BEGIN Source text
The journal is peer-reviewed, I believe.

The full paper, sadly, costs a lot of money to see, but there is a bunch of supplementary online material (PDF) available for free.

The Guardian has a good article about the paper. Here's how it begins.

Conservative groups may have spent up to $1bn a year on the effort to deny science and oppose action on climate change, according to the first extensive study into the anatomy of the anti-climate effort.

The anti-climate effort has been largely underwritten by conservative billionaires, often working through secretive funding networks. They have displaced corporations as the prime supporters of 91 think tanks, advocacy groups and industry associations which have worked to block action on climate change. Such financial support has hardened conservative opposition to climate policy, ultimately dooming any chances of action from Congress to cut greenhouse gas emissions that are warming the planet, the study found.

News of the unsurprising, and mighty discouraging news at that, but a shoutout to Prof. Brulle for making the effort to document the atrocities, and a vote of sympathy to him for the character assassination he will doubtless be suffering in the next few weeks.

(h/t: Wired UK, via Ars Technica)

Thursday, December 26, 2013

The only parargaph I don't like in Carl Zimmer's ...

... latest column in the NYT is this:

In our smaller-brained ancestors, the researchers argue, neurons were tightly tethered in a relatively simple pattern of connections. When our ancestors’ brains expanded, those tethers ripped apart, enabling our neurons to form new circuits.
END Source text
■ **Work instruction**
Copy out the blog excerpt above in full, word for word.
BEGIN Provided material
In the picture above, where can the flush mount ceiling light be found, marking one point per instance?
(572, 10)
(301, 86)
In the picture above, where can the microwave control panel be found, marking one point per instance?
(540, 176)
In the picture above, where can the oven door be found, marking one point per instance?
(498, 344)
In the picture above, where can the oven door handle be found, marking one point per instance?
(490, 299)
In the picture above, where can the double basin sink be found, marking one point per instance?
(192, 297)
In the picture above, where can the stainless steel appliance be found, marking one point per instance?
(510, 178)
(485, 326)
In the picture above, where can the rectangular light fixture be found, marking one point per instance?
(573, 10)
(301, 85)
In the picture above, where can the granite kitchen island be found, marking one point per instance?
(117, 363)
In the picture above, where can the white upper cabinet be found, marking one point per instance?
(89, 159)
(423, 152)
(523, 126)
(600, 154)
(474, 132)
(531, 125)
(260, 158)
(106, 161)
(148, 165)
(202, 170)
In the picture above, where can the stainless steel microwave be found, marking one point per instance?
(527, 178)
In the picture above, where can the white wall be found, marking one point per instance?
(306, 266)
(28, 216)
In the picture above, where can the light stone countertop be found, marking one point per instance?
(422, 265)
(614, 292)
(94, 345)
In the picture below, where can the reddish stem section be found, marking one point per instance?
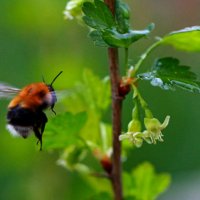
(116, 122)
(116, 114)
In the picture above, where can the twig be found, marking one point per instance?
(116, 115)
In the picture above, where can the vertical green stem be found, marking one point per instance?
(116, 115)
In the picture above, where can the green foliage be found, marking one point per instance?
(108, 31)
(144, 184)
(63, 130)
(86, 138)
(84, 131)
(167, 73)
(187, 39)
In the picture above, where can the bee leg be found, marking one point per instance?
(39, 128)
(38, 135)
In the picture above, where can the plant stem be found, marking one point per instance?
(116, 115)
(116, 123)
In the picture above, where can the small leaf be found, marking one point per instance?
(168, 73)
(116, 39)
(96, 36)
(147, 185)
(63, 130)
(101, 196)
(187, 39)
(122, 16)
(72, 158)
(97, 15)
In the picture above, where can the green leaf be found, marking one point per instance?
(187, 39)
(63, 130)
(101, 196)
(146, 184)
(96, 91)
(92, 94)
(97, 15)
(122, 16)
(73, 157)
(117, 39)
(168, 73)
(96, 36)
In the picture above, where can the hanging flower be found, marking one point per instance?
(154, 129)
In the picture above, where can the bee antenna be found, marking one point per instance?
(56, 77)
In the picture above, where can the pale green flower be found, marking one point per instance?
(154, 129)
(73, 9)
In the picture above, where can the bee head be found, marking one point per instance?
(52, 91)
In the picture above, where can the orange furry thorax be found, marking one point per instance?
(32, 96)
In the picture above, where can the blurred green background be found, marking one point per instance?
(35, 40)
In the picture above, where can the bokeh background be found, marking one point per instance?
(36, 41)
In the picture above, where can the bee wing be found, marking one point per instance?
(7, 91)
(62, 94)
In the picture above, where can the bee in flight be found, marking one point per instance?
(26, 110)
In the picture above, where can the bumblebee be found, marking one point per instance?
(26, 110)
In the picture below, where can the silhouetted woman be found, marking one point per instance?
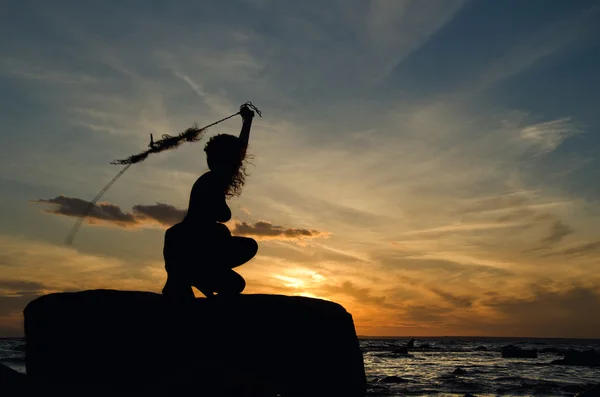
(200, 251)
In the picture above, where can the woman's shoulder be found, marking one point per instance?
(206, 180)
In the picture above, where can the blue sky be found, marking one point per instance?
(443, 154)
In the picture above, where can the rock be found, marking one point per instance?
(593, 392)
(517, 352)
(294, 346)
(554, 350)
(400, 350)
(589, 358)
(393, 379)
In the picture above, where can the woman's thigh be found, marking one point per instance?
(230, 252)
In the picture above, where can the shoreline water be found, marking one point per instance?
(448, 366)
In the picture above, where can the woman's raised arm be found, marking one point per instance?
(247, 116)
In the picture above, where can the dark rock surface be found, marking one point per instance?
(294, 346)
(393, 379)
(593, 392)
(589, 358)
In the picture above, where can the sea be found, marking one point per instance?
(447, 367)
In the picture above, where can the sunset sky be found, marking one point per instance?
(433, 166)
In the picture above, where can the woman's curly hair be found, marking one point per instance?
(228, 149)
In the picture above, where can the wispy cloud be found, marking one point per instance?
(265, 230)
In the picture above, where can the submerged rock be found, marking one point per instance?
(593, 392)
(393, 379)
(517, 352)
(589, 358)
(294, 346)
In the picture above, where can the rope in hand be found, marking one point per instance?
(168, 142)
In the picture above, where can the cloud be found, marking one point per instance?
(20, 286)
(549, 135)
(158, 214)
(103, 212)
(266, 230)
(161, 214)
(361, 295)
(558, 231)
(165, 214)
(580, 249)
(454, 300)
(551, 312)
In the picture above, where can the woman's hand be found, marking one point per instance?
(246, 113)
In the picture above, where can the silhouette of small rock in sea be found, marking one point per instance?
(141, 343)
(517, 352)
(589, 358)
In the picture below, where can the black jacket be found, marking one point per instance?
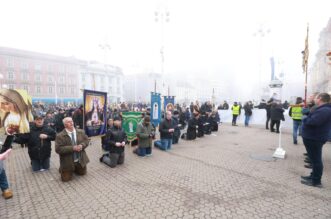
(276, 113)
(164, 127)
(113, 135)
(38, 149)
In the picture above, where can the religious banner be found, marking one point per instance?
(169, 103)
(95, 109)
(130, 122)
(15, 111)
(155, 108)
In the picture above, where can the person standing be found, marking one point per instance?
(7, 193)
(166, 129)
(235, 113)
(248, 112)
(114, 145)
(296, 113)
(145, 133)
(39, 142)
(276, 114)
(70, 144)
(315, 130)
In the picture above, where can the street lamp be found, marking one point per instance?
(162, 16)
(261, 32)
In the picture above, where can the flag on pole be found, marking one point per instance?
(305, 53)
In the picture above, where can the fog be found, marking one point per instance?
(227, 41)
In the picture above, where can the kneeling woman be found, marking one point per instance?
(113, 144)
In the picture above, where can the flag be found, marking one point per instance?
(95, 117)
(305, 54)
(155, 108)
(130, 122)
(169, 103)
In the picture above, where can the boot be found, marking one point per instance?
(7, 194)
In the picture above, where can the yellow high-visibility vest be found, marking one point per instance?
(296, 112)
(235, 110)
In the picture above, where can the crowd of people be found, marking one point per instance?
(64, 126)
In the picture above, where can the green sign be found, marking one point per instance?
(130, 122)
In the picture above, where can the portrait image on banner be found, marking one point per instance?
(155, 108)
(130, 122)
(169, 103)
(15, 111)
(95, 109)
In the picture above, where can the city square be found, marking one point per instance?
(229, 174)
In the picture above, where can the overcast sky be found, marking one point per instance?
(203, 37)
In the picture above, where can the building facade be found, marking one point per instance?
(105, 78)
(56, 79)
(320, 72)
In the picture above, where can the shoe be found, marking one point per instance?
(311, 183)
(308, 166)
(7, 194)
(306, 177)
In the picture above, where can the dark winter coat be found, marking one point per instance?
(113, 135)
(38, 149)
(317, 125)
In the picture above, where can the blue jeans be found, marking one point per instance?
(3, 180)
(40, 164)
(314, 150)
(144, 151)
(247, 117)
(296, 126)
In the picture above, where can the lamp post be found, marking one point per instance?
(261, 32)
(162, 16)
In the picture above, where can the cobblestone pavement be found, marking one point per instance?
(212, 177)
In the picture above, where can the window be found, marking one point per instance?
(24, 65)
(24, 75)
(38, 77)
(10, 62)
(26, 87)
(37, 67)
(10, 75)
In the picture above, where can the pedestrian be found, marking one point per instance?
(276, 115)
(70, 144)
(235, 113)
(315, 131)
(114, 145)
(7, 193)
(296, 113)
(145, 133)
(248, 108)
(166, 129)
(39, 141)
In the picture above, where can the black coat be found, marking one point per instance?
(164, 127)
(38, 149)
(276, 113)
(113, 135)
END Provided material
BEGIN Provided material
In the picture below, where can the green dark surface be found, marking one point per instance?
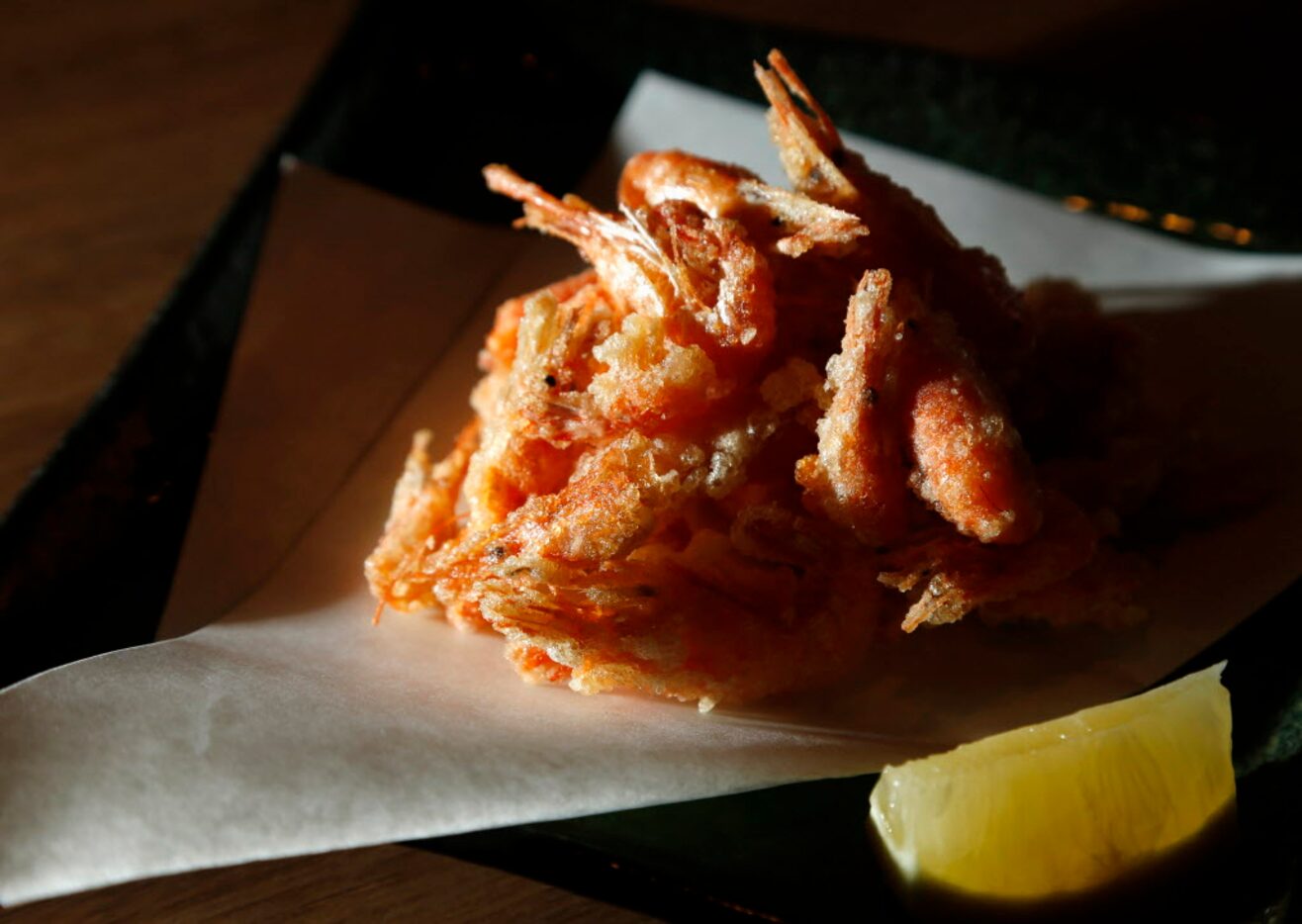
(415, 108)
END Provided material
■ **Response below**
The journal is peer-reviewed, I believe.

The full paper, sadly, costs a lot of money to see, but there is a bunch of supplementary online material (PDF) available for free.

The Guardian has a good article about the paper. Here's how it begins.

Conservative groups may have spent up to $1bn a year on the effort to deny science and oppose action on climate change, according to the first extensive study into the anatomy of the anti-climate effort.

The anti-climate effort has been largely underwritten by conservative billionaires, often working through secretive funding networks. They have displaced corporations as the prime supporters of 91 think tanks, advocacy groups and industry associations which have worked to block action on climate change. Such financial support has hardened conservative opposition to climate policy, ultimately dooming any chances of action from Congress to cut greenhouse gas emissions that are warming the planet, the study found.

News of the unsurprising, and mighty discouraging news at that, but a shoutout to Prof. Brulle for making the effort to document the atrocities, and a vote of sympathy to him for the character assassination he will doubtless be suffering in the next few weeks.

(h/t: Wired UK, via Ars Technica)

Thursday, December 26, 2013

The only parargaph I don't like in Carl Zimmer's ...

... latest column in the NYT is this:

In our smaller-brained ancestors, the researchers argue, neurons were tightly tethered in a relatively simple pattern of connections. When our ancestors’ brains expanded, those tethers ripped apart, enabling our neurons to form new circuits.